28th Jun, 2022

Coventry's 2-Tone legends lead tributes to The Beat's Ranking Roger who dies, 56

Felix Nobes 27th Mar, 2019 Updated: 27th Mar, 2019

COVENTRY’S legendary 2-Tone musicians have led tributes to The Beat’s Roger Charlery, also known as Ranking Roger, who has died aged 56.

The star, one of the pioneering musicians to sign up to the Coventry-based 2-Tone label, died peacefully at home on Tuesday (March 26).

Roger was battling ill-health towards the end of his life after he was diagnosed with cancerous brain and lung tumours, and also suffered a stroke last summer.

The Selecter lead singer and the city’s own Pauline Black quoted Shakespeare’s Hamlet in tribute to her friend.

She Tweeted: “RIP Roger Charlery aka Ranking Roger.

“Goodnight sweet prince. And flights of angels sing thee to thy rest”.

The Specials vocalist Neville Staple posted on social media: “I’m devastated to lose Roger, my Special Beat partner!

“Christine and I have been privately visiting him and his family, at every opportunity over the last two weeks, willing him the strength to recover again.

“Sadly the fight of the lion’s fire has gone out. My whole band and I are so saddened and I will miss Turbo so badly.

“Rest up Turbo (personal name we had for each other, or Double Turbo when we performed together).”

The Beat’s official website stated: “He fought and fought and fought, Roger was a fighter.

“Sadly Roger past away a few hours ago peacefully at his home surrounded by family.

“Roger’s family would like to thank everyone for their constant support during this tough time.

“More to follow in the coming days. RIP ROGER!”

Comedian Lenny Henry tweeted: “Way too young. What a great bloke. Appeared on Tiswas and OTT with The Beat. Lovely, lovely man. What a shame. Love and unity is the only way…”

World famous reggae group UB40 also paid tribute on Twitter: “R.I.P Ranking Roger. Big Love, UB40.”

The Birmingham-born reggae icon was central to the 2-Tone movement, which celebrates its 40th anniversary this year.

The Beat’s top chart hits included ‘Mirror in the Bathroom’ and ‘Hands of She’s Mine’ which broke into the top 10, and their ‘Stand Down Margaret’ song made a political statement for the era and beyond.

He featured with other legendary bands once The Beat broke up in 1983, such as Coventry’s The Specials, while he also formed group General Public.

Over more than a decade, he played regularly with the latest incarnation of The Beat – with his son – at venues throughout Coventry and Warwickshire, including The Godiva Festival.

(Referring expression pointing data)
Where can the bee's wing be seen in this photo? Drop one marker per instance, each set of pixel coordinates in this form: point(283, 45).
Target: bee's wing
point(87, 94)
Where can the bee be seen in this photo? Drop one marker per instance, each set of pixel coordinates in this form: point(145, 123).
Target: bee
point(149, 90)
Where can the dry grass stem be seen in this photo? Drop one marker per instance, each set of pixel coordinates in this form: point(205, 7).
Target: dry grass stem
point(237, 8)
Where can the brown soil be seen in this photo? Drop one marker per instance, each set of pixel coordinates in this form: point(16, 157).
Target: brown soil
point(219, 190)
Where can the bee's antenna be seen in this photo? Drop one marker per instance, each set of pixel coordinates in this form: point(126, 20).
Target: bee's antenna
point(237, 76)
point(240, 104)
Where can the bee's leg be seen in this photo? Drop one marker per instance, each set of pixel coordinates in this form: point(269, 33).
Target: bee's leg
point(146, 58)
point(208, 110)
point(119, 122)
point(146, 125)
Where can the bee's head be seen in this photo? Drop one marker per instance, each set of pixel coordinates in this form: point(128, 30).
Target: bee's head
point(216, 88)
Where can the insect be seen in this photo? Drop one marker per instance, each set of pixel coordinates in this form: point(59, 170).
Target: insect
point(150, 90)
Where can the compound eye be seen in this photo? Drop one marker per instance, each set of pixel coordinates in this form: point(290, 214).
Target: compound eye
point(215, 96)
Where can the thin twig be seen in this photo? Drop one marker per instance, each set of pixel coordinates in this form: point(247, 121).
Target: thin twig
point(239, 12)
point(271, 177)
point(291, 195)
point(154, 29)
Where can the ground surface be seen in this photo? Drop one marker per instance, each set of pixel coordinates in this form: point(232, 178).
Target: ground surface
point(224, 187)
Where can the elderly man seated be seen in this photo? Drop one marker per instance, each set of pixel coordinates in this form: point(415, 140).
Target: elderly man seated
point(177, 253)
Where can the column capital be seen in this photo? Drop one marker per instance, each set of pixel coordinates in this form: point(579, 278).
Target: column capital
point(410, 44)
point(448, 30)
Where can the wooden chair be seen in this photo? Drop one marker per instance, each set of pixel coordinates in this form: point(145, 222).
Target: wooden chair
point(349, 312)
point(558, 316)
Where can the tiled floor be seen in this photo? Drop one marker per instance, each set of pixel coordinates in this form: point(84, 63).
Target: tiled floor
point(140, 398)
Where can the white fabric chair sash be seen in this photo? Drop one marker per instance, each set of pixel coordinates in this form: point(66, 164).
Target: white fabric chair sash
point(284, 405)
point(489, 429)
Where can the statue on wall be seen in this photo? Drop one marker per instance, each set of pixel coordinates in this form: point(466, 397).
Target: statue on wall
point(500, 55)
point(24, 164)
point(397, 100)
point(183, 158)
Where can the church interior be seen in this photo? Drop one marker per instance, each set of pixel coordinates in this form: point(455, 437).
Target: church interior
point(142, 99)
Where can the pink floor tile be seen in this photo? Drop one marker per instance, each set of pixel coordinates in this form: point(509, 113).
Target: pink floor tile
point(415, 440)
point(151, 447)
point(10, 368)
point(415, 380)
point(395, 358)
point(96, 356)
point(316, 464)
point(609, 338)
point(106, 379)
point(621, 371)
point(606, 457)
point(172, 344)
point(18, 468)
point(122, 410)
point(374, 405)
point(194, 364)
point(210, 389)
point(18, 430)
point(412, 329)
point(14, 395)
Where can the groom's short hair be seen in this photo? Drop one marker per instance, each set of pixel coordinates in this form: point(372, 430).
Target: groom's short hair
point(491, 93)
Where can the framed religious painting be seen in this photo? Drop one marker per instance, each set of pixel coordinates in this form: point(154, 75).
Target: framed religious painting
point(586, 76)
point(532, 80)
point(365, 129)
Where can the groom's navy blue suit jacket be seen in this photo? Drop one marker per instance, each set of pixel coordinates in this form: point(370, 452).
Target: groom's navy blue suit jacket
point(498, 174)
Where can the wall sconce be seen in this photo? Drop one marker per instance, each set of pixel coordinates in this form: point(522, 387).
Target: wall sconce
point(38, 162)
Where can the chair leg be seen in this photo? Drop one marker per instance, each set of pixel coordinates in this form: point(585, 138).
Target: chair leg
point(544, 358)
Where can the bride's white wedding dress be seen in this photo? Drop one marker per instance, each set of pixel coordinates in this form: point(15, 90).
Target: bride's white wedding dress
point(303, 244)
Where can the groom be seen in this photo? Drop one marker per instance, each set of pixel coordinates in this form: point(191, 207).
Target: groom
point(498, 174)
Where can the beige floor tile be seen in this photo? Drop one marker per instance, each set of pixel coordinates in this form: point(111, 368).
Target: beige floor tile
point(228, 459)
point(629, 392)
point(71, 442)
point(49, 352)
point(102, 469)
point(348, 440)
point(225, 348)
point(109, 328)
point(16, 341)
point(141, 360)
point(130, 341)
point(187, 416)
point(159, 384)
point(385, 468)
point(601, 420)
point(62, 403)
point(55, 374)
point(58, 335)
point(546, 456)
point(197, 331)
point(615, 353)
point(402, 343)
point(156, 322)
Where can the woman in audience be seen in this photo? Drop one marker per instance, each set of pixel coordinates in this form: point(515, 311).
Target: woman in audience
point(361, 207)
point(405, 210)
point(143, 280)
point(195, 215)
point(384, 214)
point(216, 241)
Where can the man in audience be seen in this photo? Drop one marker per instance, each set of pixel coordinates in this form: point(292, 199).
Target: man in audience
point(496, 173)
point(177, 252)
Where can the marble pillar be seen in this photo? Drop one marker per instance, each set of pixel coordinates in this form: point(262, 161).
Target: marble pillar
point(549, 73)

◆ Brief:
Write out everything in the Ranking Roger tribute article from "The Specials vocalist" down to "surrounded by family.", copying it word for word.

◆ Solution for this exercise:
The Specials vocalist Neville Staple posted on social media: “I’m devastated to lose Roger, my Special Beat partner!

“Christine and I have been privately visiting him and his family, at every opportunity over the last two weeks, willing him the strength to recover again.

“Sadly the fight of the lion’s fire has gone out. My whole band and I are so saddened and I will miss Turbo so badly.

“Rest up Turbo (personal name we had for each other, or Double Turbo when we performed together).”

The Beat’s official website stated: “He fought and fought and fought, Roger was a fighter.

“Sadly Roger past away a few hours ago peacefully at his home surrounded by family.